Goal>
Please quote only the lines that start at the one with "[mark] black picture" and go on to the last line of the data, both ends kept.

Exercise data>
============================================================
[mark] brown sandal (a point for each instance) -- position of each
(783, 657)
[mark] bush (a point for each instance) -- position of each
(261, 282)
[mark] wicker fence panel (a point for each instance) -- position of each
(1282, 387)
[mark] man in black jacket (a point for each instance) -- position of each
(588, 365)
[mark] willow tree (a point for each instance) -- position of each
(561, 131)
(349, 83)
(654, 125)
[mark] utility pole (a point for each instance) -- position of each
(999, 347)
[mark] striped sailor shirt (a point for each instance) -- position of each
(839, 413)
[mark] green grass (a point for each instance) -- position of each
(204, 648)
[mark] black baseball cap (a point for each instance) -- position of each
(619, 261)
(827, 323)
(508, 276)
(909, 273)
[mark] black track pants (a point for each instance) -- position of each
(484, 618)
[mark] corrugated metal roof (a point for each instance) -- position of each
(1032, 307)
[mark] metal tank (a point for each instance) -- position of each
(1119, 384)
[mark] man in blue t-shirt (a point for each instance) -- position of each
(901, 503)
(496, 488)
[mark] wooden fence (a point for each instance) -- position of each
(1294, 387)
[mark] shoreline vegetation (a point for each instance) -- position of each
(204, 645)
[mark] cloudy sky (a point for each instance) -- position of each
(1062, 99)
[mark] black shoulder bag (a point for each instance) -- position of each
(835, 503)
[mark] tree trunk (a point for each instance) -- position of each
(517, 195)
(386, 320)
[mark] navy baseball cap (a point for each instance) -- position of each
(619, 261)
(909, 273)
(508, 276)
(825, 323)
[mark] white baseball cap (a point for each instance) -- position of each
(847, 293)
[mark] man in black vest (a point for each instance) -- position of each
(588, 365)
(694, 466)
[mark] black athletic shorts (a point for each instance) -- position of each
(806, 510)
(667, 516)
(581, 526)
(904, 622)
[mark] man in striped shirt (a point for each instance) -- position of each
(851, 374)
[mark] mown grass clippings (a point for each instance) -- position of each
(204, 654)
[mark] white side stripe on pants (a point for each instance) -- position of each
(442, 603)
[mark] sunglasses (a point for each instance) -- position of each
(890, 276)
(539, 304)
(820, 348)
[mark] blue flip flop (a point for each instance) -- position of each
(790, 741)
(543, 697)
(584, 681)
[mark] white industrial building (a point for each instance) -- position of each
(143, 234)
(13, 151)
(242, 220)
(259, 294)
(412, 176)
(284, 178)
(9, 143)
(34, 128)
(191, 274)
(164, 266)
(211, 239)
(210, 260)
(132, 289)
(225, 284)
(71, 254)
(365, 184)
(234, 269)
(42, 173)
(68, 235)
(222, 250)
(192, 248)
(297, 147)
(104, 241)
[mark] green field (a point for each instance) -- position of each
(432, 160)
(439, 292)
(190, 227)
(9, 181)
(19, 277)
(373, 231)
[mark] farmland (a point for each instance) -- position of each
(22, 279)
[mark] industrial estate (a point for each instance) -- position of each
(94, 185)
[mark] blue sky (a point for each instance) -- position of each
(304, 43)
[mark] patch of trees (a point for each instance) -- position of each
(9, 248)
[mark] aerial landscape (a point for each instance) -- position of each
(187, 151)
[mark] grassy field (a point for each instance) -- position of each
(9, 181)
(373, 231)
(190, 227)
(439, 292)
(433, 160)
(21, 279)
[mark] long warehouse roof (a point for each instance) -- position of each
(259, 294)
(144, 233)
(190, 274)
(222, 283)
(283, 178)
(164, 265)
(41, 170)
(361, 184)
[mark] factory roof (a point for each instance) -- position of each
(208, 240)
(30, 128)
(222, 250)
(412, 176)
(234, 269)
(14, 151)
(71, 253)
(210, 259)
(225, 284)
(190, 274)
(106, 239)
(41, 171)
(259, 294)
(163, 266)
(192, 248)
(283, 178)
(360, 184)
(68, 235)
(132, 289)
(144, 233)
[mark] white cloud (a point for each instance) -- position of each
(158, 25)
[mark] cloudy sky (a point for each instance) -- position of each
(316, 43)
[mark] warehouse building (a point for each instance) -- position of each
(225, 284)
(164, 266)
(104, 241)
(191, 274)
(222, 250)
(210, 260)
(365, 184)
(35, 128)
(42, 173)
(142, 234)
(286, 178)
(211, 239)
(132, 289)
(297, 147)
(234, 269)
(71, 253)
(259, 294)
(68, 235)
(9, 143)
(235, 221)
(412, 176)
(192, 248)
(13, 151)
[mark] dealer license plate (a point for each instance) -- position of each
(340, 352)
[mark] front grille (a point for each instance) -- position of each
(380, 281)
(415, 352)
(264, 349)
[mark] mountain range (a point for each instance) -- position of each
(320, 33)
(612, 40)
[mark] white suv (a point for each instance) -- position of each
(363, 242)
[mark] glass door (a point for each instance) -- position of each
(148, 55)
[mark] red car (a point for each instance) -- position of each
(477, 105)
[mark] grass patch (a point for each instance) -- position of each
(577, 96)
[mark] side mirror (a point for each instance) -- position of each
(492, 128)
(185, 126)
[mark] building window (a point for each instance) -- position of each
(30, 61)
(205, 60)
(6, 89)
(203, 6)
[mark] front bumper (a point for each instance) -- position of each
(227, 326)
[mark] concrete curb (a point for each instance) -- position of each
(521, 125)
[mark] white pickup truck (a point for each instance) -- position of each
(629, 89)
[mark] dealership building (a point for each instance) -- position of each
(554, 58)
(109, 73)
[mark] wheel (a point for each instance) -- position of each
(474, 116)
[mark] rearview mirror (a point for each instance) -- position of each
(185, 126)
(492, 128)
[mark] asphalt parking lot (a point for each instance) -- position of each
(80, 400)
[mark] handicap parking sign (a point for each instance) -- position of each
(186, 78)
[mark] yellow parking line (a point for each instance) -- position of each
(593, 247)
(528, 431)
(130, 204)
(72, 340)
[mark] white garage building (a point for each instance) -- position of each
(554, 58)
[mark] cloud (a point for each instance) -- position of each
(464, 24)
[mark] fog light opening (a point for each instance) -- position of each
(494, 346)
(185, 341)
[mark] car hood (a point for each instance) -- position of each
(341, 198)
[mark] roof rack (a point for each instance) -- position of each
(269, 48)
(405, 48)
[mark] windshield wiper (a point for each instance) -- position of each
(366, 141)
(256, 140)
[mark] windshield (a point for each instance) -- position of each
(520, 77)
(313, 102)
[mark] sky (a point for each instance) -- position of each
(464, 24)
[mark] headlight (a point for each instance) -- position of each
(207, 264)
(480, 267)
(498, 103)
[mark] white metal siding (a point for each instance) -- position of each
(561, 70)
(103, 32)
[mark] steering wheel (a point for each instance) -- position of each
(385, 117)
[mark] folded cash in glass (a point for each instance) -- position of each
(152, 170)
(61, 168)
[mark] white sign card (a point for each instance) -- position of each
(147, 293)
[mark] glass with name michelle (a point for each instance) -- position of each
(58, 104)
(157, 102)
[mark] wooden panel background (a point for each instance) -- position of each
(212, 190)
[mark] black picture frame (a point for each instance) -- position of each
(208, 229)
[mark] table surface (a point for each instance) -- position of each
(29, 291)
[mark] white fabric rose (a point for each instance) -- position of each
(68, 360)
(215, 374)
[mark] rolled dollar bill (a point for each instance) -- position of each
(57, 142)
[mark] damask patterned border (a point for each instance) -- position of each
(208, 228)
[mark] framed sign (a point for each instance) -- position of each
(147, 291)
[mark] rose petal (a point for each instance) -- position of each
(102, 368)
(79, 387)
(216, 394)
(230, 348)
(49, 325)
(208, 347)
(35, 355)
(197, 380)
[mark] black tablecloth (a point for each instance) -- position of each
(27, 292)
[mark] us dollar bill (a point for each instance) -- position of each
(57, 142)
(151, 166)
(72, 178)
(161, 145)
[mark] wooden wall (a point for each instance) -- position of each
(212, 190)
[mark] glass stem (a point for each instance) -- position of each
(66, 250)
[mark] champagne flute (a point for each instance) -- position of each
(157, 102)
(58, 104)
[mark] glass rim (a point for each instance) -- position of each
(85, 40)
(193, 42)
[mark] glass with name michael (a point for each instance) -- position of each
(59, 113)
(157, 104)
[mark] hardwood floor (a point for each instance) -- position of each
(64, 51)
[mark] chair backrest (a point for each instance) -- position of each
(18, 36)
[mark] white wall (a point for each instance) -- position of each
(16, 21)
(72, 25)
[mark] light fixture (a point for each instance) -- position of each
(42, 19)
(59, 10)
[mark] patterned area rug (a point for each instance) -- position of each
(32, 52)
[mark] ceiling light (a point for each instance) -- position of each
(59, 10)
============================================================
Output of the exercise>
[mark] black picture frame (a point for each instance) -- position of each
(208, 229)
[mark] table surface (a point for each instance) -- position of each
(29, 291)
[mark] white fabric rose (a point for each instance) -- position of each
(68, 360)
(215, 374)
[mark] rolled dollar bill (a point for each instance) -- position of each
(57, 142)
[mark] damask patterned border (a point for each instance) -- position of each
(208, 228)
[mark] framed sign (a point for each instance) -- position of each
(147, 291)
[mark] rose petal (a point for each instance) -- position of each
(102, 368)
(79, 387)
(216, 394)
(230, 348)
(49, 325)
(208, 347)
(35, 355)
(197, 380)
[mark] black tablecloth (a point for each instance) -- position of each
(27, 292)
[mark] us dollar bill (a point for each instance) -- position of each
(57, 142)
(151, 166)
(72, 178)
(161, 145)
[mark] wooden wall (a point for each instance) -- position of each
(212, 190)
[mark] glass stem (a point for each instance) -- position of each
(66, 250)
[mark] champagne flute (a point for each instance) -- position of each
(157, 102)
(58, 104)
[mark] glass rim (a point for each instance) -- position of each
(85, 40)
(193, 42)
[mark] glass with name michael (a point for each instance) -- position of each
(59, 113)
(157, 104)
[mark] hardwood floor (a point for each instance) -- position of each
(64, 51)
[mark] chair backrest (a point for each instance) -- position of each
(18, 36)
[mark] white wall (a point for each instance) -- position of each
(16, 21)
(72, 25)
[mark] light fixture (a point for each instance) -- position of each
(42, 19)
(59, 10)
[mark] patterned area rug (a point for each instance) -- position of each
(32, 52)
[mark] ceiling light (a point for each instance) -- position of each
(59, 10)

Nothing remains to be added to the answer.